> [DATA]:

-------

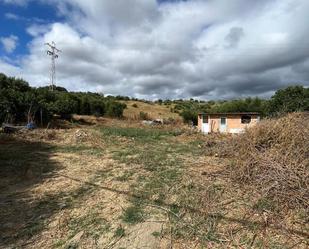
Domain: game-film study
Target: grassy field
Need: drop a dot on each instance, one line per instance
(127, 186)
(154, 111)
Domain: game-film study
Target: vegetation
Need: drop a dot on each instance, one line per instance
(19, 102)
(124, 182)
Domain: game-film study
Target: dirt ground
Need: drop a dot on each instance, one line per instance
(127, 186)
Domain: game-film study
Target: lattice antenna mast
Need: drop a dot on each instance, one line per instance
(53, 53)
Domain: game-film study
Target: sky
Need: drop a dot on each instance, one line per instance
(202, 49)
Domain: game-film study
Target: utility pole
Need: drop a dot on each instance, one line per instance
(53, 52)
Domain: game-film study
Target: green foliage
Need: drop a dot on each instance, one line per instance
(19, 102)
(189, 116)
(115, 109)
(143, 116)
(290, 99)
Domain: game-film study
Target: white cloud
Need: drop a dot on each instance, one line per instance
(11, 16)
(206, 49)
(9, 43)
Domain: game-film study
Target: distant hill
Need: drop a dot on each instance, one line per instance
(152, 109)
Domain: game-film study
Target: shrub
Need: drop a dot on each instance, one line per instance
(143, 116)
(189, 116)
(115, 109)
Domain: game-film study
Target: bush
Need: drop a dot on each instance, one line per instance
(189, 116)
(115, 109)
(143, 116)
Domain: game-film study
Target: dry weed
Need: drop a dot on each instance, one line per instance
(274, 158)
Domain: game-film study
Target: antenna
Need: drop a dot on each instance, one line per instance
(53, 52)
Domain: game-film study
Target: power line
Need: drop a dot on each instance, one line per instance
(53, 53)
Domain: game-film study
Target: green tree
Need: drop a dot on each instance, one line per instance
(290, 99)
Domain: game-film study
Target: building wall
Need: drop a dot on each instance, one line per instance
(233, 123)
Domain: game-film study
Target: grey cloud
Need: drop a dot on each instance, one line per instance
(234, 36)
(140, 48)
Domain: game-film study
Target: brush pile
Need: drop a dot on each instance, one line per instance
(273, 157)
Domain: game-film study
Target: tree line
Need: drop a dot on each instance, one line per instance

-------

> [GIVEN EXERCISE]:
Please count the lines in the rows above that contain the string "antenna", treating uppercase and lowercase as different. Reply with the number alone.

> [EXPECTED ANSWER]:
2